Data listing

****************

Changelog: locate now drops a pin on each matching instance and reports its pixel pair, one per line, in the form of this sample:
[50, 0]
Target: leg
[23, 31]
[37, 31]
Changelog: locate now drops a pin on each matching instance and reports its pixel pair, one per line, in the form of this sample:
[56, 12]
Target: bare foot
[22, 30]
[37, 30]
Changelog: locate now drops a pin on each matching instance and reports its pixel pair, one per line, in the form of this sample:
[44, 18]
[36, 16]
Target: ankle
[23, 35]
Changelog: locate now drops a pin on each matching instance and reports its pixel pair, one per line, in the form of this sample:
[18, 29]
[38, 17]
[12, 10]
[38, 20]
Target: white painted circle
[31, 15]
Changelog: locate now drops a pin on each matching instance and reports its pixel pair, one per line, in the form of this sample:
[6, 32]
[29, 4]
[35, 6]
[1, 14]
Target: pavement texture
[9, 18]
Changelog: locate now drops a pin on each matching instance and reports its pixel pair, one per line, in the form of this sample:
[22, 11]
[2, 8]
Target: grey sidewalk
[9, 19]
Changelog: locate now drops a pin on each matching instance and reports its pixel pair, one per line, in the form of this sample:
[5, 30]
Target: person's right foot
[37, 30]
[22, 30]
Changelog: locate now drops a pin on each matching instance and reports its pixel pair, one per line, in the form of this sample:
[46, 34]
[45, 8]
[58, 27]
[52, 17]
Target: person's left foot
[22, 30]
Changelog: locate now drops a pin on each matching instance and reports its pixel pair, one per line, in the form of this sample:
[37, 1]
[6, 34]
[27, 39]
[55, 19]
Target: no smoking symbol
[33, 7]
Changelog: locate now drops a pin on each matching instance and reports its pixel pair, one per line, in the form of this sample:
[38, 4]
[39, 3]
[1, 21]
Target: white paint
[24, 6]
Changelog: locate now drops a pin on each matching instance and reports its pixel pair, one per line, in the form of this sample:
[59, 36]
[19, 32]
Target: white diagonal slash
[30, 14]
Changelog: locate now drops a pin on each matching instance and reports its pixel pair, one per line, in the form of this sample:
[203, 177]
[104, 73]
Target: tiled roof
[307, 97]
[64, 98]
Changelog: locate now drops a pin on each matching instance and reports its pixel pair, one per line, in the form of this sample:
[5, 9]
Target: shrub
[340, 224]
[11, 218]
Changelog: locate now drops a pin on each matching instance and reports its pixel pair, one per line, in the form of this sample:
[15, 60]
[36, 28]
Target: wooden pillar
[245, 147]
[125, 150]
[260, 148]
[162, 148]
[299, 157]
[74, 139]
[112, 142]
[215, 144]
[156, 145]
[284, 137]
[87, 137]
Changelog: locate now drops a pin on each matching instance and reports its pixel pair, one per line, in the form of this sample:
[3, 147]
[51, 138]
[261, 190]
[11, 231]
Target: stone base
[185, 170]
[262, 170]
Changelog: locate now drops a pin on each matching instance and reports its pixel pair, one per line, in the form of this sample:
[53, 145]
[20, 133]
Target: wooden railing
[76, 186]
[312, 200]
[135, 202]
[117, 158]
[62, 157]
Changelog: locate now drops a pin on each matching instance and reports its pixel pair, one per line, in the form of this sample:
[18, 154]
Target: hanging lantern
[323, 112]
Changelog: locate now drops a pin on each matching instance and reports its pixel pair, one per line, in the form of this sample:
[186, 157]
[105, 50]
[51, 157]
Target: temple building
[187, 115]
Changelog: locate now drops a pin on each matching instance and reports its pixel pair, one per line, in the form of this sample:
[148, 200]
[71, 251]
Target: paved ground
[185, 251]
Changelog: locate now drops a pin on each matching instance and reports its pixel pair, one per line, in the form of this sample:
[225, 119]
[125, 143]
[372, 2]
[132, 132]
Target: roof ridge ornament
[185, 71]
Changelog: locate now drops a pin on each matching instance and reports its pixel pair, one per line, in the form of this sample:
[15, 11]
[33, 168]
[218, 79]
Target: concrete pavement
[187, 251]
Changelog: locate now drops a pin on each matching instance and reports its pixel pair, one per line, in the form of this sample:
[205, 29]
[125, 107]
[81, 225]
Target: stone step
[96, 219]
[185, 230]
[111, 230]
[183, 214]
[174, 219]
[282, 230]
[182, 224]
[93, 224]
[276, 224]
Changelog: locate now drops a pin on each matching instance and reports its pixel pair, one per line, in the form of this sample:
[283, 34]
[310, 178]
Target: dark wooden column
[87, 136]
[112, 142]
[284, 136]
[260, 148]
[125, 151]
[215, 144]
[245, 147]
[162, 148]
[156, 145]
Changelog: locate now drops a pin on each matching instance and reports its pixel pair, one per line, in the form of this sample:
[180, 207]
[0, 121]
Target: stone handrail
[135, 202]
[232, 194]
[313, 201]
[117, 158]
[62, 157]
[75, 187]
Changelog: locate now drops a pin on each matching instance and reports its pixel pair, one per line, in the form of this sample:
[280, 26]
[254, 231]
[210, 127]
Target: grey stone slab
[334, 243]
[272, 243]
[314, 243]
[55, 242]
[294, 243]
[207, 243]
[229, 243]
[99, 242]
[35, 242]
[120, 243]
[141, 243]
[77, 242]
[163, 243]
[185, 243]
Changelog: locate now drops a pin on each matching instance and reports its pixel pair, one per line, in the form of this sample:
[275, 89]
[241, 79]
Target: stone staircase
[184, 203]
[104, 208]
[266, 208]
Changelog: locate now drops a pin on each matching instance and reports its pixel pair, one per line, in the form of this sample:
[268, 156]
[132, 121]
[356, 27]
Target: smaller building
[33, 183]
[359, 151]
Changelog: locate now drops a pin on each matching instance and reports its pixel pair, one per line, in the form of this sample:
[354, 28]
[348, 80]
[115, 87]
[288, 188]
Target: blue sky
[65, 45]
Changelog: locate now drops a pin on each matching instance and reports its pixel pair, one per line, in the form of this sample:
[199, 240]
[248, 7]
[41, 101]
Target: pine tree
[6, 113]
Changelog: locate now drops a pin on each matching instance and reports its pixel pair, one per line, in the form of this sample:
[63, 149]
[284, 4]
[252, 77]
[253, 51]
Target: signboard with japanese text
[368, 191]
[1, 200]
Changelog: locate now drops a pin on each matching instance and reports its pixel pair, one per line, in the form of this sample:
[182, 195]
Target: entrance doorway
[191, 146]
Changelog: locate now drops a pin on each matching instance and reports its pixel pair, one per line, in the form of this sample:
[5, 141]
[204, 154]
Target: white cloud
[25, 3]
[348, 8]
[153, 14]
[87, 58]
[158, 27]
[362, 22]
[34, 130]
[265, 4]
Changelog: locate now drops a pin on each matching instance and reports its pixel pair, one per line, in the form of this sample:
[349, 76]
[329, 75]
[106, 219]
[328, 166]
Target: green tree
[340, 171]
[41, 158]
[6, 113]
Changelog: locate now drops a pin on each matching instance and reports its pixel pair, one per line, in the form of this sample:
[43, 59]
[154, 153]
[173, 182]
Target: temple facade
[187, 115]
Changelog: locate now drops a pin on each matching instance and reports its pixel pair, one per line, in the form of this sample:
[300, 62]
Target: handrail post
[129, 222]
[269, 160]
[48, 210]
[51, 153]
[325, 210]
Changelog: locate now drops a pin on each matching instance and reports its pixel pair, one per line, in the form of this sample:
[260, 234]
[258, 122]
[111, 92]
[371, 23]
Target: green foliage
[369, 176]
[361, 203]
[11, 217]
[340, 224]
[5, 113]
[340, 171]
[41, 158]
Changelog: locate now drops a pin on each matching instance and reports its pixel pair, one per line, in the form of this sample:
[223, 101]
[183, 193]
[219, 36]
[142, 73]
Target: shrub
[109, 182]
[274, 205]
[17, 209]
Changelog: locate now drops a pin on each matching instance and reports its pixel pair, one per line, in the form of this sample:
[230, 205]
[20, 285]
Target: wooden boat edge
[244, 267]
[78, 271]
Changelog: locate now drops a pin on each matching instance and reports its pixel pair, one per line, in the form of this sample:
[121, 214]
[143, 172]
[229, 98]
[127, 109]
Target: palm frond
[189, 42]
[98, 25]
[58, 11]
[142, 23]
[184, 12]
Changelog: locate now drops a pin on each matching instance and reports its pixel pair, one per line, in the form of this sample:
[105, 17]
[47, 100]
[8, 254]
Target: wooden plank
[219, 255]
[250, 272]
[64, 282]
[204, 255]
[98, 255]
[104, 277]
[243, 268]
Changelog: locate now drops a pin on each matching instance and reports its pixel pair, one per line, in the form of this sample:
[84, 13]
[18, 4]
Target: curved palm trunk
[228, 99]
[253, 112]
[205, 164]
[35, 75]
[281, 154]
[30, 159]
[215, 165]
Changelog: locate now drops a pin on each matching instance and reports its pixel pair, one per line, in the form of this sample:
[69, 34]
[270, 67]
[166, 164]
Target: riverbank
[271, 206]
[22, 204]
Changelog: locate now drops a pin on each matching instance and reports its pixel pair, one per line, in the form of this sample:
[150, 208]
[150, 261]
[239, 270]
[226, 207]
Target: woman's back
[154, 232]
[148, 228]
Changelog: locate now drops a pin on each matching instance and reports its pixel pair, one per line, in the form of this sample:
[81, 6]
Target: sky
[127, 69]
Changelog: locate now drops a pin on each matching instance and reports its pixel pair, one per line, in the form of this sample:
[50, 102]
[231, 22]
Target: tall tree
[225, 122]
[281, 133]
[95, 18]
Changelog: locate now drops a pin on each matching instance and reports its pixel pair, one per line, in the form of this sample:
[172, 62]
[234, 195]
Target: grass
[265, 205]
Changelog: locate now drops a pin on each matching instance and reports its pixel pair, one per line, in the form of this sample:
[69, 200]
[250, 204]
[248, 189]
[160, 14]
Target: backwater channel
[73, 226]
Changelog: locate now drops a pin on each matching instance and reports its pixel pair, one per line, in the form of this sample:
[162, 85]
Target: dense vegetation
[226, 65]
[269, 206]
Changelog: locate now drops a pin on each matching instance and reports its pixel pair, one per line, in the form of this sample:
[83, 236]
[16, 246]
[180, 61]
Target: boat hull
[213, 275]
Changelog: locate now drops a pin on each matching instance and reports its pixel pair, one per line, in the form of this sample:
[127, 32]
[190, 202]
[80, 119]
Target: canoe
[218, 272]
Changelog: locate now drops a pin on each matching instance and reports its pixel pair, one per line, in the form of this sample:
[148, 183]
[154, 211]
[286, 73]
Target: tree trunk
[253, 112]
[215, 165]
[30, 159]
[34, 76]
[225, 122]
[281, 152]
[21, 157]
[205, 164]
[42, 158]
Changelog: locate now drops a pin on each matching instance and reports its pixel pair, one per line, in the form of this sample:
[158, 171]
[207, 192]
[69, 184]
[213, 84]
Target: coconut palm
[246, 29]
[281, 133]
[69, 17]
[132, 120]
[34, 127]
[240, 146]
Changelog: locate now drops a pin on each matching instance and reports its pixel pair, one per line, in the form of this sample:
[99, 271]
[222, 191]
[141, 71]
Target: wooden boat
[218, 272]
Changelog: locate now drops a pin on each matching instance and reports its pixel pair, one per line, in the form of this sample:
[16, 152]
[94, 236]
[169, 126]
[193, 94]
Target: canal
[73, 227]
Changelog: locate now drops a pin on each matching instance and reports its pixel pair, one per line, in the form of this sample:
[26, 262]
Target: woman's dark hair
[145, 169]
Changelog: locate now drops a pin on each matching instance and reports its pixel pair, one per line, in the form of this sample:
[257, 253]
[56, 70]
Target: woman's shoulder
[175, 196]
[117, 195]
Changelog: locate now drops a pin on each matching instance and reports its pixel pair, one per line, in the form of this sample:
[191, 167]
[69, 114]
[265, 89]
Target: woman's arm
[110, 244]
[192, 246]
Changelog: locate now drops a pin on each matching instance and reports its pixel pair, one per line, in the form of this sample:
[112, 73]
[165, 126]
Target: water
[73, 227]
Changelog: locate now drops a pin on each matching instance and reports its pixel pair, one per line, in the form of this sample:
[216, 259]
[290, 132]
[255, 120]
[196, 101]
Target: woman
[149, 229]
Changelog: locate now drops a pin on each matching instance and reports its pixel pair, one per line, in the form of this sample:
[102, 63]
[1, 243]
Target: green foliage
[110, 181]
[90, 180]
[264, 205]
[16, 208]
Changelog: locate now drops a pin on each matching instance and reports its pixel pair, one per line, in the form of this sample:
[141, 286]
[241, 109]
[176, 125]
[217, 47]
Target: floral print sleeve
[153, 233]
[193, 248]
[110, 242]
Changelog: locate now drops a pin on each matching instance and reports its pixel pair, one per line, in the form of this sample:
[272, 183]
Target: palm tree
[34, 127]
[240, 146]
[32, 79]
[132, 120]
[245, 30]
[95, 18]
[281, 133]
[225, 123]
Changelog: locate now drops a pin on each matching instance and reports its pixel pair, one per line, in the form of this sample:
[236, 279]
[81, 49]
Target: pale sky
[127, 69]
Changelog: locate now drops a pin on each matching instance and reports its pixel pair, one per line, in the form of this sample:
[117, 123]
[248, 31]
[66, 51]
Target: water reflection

****************

§ Written task: Identify every line in the material above that contains the word "boat", and copy each of those lines in full.

§ Written solution:
Target: wooden boat edge
Target: boat hull
Target: wooden boat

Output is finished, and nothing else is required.